-- Stated exercise A --
In the text about the Lightning Seeds below, rewrite the paragraph beginning "In 1989, Broudie began recording alone" as a short bulleted list that keeps its main facts.
-- Stated exercise B --
Extend the text about the Lightning Seeds below, starting after its final sentence.

Background information
- Origin: Liverpool, England
- Genres: Alternative rock; pop rock; indie pop; Britpop;
- Years active: 1989–2000; 2006–present;
- Labels: Ghetto; Virgin; Epic; MCA;
- Spinoff of: Big in Japan; Care;
- Members: Ian Broudie; Martyn Campbell; Riley Broudie; Jim Sharrock; Adele Emmas; Tim Cunningham;
- Past members: Chris Sharrock; Ali Kane; Paul Hemmings; Mathew Priest; Zak Starkey; Paolo Ruiu; Rob Allum; James Bagshaw; Julian Fenton; Raife Burchell; Angie Pollock; Abi Harding;
- Website: lightningseeds.co.uk

= The Lightning Seeds =

English rock band

The Lightning Seeds (also known as Lightning Seeds) are an English rock band formed in Liverpool in 1989 by Ian Broudie (vocals, guitar, producer), formerly of the bands Big in Japan, Care, and Original Mirrors. Originally a studio-based solo project for Broudie, the Lightning Seeds expanded into a touring band following Jollification (1994). The group experienced commercial success throughout the 1990s and are well known for their single "Three Lions", a collaboration with comedians David Baddiel and Frank Skinner which reached No. 1 in the UK in 1996 and 2018, with a re-worked version also reaching the top spot in 1998.

==History==

===1989–1993: Formation and early years===
Prior to forming his own project, Ian Broudie had been a member of the 1970s post-punk band Big in Japan and the new wave bands Original Mirrors and Care. By the late 1980s, Broudie was better known as a producer than as a musician, and had produced albums for new wave and alternative rock artists such as Echo & the Bunnymen, Wall of Voodoo and the Fall.

In 1989, Broudie began recording alone under the name "Lightning Seeds". The name derives from a misheard lyric from Prince's 1985 hit single "Raspberry Beret", in which Prince sings the line "thunder drowns out what the lightning sees". Broudie performed all vocals and instruments on the band's first album, 1989's Cloudcuckooland, which he also produced. The Lightning Seeds achieved success with their debut single, the psychedelic hit "Pure", which reached the top 20 in the UK, and the top 40 of the Billboard Hot 100 in the United States. Both "Pure" and followup single "All I Want" also reached the Modern Rock Tracks top 10.

Broudie resumed his production career after the success of the first Lightning Seeds album, but returned to songwriting in 1991 and moved labels from Rough Trade to Virgin. He then resumed his Lightning Seeds recording career, drafting Simon Rogers as his studio partner in production, arrangements, and instrumentation. Rogers, who had also helped with programming on the first Lightning Seeds album, would continue as Broudie's in-studio partner throughout the rest of the Lightning Seeds' career.

The album Sense (1992) featured the song "The Life of Riley", written by Broudie for his son, which reached No. 28 on the UK Singles Chart. An instrumental version of the song later became better known as the BBC TV theme for the Goal of the Month competition. The album Sense would mark Broudie's first Lightning Seeds songwriting collaborations with former Specials singer Terry Hall.

-- Recorded information --
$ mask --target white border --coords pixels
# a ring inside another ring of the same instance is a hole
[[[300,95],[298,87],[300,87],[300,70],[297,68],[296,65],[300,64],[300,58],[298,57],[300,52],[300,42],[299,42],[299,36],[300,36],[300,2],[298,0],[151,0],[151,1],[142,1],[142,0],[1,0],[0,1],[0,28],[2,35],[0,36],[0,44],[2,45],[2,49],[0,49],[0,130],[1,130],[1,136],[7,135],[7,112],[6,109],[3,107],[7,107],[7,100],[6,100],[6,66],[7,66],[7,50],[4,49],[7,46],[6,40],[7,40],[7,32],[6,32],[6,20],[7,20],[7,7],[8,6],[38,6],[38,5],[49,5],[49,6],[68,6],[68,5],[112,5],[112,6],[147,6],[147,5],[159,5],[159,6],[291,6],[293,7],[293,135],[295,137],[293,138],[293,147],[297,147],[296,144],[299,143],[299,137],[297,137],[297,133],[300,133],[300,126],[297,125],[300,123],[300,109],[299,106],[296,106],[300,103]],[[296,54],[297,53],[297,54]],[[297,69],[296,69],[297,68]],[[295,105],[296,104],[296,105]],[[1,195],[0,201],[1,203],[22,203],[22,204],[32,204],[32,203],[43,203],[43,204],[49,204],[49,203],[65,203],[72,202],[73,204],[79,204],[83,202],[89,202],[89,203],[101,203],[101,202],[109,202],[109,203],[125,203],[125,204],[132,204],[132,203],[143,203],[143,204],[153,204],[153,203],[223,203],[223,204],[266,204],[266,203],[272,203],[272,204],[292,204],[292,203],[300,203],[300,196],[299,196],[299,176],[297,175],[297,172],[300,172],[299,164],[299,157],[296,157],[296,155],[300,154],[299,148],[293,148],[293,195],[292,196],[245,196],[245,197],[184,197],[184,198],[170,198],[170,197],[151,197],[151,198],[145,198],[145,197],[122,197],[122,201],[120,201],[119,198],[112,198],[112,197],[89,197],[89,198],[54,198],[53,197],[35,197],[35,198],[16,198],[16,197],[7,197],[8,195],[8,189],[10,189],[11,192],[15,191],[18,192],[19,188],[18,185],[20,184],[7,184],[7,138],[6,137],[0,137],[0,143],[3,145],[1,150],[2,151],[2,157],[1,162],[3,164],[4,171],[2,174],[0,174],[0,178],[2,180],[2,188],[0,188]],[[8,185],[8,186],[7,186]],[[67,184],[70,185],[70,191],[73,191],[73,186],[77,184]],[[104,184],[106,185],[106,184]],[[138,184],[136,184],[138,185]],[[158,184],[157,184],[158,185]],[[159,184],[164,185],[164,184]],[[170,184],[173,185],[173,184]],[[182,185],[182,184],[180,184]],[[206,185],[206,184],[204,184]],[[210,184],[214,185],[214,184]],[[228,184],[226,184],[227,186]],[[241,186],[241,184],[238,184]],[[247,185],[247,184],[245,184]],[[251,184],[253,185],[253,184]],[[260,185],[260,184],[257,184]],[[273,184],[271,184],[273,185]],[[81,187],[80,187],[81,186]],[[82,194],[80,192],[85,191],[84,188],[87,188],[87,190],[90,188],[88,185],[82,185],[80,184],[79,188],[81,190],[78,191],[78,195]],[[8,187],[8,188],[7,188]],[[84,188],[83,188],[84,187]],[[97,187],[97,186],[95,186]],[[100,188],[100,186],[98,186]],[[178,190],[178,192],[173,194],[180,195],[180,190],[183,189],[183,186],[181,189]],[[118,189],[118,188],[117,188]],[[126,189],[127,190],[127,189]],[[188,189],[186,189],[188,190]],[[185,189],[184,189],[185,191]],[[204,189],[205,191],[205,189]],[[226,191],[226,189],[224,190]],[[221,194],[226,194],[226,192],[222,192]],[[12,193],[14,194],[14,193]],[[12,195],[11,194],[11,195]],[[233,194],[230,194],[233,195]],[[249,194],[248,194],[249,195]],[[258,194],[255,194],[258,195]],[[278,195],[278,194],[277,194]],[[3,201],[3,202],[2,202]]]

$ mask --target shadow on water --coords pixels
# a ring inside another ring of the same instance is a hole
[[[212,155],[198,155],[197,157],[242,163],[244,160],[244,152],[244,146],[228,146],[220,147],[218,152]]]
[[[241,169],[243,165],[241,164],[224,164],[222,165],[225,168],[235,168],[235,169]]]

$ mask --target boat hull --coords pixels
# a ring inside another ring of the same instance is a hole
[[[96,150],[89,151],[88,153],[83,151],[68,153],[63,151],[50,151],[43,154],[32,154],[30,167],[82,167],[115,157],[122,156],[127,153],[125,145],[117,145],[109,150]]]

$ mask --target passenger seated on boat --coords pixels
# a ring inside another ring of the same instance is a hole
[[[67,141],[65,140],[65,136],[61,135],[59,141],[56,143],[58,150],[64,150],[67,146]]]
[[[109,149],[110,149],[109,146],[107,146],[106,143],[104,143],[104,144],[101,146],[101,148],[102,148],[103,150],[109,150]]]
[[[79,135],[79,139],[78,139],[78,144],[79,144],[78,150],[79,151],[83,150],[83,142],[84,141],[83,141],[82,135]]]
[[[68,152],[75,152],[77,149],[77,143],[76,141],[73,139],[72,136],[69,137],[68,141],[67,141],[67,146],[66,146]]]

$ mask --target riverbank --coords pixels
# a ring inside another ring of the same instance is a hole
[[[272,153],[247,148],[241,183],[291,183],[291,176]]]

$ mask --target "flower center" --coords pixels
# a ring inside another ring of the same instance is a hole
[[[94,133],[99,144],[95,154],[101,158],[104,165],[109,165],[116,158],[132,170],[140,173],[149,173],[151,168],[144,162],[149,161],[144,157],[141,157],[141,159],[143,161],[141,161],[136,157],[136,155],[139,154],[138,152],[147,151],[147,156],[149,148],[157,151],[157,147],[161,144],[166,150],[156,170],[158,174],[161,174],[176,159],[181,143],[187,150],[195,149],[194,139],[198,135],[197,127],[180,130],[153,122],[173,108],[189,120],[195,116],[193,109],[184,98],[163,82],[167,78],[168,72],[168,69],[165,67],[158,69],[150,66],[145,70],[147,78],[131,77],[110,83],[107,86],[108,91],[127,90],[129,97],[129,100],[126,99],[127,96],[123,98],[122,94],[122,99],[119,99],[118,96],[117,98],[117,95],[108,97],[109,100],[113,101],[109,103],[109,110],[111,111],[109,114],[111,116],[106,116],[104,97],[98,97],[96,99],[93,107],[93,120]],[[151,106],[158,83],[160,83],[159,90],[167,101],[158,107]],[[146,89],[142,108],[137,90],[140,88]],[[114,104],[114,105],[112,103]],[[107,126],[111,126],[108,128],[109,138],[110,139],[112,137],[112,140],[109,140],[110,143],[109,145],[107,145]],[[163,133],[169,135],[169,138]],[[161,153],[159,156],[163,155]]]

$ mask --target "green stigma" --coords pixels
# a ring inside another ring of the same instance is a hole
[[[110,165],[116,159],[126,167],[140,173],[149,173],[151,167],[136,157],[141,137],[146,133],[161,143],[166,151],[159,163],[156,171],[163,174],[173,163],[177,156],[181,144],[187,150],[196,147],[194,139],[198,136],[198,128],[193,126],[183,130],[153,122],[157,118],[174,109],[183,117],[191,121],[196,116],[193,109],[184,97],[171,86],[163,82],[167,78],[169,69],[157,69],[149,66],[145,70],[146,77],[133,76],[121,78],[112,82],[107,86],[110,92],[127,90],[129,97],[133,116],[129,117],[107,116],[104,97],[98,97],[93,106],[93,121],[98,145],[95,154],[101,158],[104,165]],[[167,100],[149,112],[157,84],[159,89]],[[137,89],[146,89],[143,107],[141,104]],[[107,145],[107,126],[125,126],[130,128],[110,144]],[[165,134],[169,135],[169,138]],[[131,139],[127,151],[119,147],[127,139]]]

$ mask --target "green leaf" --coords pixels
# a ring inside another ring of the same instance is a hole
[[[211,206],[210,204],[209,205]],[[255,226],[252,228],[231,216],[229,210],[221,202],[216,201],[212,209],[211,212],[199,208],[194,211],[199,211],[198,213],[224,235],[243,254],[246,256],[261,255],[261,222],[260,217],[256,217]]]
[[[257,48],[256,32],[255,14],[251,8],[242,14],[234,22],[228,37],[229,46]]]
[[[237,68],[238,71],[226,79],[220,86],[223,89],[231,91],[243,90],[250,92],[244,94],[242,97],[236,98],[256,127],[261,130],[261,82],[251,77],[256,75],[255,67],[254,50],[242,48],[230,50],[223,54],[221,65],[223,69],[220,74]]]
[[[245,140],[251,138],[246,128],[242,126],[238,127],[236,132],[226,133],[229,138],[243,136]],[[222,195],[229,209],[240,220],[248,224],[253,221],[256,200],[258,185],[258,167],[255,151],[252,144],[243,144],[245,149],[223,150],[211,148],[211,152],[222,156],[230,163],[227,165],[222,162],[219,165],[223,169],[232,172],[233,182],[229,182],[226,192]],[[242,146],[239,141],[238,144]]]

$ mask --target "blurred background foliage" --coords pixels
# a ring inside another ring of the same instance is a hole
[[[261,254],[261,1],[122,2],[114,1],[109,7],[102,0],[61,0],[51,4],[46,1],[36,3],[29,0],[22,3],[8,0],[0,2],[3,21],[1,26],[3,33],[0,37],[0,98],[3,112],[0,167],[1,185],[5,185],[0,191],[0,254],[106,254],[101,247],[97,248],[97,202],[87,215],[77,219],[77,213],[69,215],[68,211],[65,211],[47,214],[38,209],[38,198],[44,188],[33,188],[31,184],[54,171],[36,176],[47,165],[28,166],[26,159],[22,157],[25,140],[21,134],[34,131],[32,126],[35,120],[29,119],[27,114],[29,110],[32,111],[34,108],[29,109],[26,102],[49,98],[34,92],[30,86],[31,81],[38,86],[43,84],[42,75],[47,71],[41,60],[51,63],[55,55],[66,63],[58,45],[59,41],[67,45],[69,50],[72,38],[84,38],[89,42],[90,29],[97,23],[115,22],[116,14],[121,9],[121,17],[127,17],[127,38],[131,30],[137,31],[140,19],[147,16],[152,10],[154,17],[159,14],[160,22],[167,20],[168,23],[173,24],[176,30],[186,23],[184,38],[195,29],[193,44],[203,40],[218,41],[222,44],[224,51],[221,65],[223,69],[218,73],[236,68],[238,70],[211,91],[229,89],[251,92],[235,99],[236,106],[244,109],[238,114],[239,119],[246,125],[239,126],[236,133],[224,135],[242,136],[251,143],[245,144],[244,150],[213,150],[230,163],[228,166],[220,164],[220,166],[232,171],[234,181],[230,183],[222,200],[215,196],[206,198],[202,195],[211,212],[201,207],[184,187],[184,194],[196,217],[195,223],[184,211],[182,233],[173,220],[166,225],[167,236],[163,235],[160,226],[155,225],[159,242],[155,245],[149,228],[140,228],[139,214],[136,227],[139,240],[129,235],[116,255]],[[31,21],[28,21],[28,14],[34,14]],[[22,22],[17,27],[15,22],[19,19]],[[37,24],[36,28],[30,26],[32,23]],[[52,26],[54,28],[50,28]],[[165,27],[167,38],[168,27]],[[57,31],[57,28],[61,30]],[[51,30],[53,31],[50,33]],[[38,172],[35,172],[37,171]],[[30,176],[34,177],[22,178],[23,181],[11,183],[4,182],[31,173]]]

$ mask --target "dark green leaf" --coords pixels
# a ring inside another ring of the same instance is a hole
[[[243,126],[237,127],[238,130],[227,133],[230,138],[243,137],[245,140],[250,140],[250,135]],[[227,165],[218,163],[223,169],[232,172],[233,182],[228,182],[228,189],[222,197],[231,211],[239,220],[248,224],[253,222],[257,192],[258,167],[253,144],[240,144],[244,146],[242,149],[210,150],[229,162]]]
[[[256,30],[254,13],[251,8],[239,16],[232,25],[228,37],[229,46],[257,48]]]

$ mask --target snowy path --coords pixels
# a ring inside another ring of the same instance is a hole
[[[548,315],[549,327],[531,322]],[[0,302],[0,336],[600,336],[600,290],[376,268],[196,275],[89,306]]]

-- Expected output A --
- In 1989, Broudie began recording alone as "Lightning Seeds."
- The name comes from a misheard lyric in Prince's 1985 hit "Raspberry Beret": "thunder drowns out what the lightning sees."
- Broudie performed all vocals and instruments on the first album, Cloudcuckooland (1989), and produced it.
- The debut single, the psychedelic hit "Pure," reached the UK top 20 and the top 40 of the Billboard Hot 100.
- "Pure" and the follow-up single "All I Want" both reached the Modern Rock Tracks top 10.

-- Expected output B --
=== 1994–1998: Touring years ===
Broudie signed the Lightning Seeds to Epic Records, put other projects on hold and embarked on a touring schedule:
I'd been wanting to perform live again for some time and this was the first time I found myself talking to somebody at a record company who believed in Lightning Seeds

By the end of 1993 Broudie had finished the Jollification (1994) album, which included contributions from Terry Hall, Alison Moyet and Ian McNabb. The promotional tour began in August 1994 with a consistently changing line up over the years with Broudie the only constant. The tour benefitted from the success of the second single from the album, "Change", which reached No. 13 in the UK Singles Charts, becoming the band's second UK top 20 hit. The song was also featured on the soundtrack for the hit movie Clueless. The album Jollification became a critical success and the singles taken from this album, "Lucky You", "Marvellous" and "Perfect" made noticeable impact. Mark Farrow's album cover featured the use of computer graphics to create an enormous strawberry, its seeds depicted with superimposed human faces, while the singles' covers featured different variations on this theme.

During this period a number of songs were recorded at a private river barge studio located at Eel Pie Studios, then owned by Pete Townshend for the fourth studio album Dizzy Heights. The single "Ready or Not" was released ahead of the album and reached No. 20 in the UK Singles chart.

In 1996, The Football Association commissioned Broudie to write an England song for the upcoming Euro '96 football tournament. Broudie agreed on the condition that comedians Frank Skinner and David Baddiel, who had presented the late-night television show Fantasy Football League participated. The resulting song, "Three Lions", became a No. 1 on the UK Singles Chart and was adopted as a football chant, not only in the UK but also in countries such as Germany, where the single and accompanying video reached No. 16 in their charts.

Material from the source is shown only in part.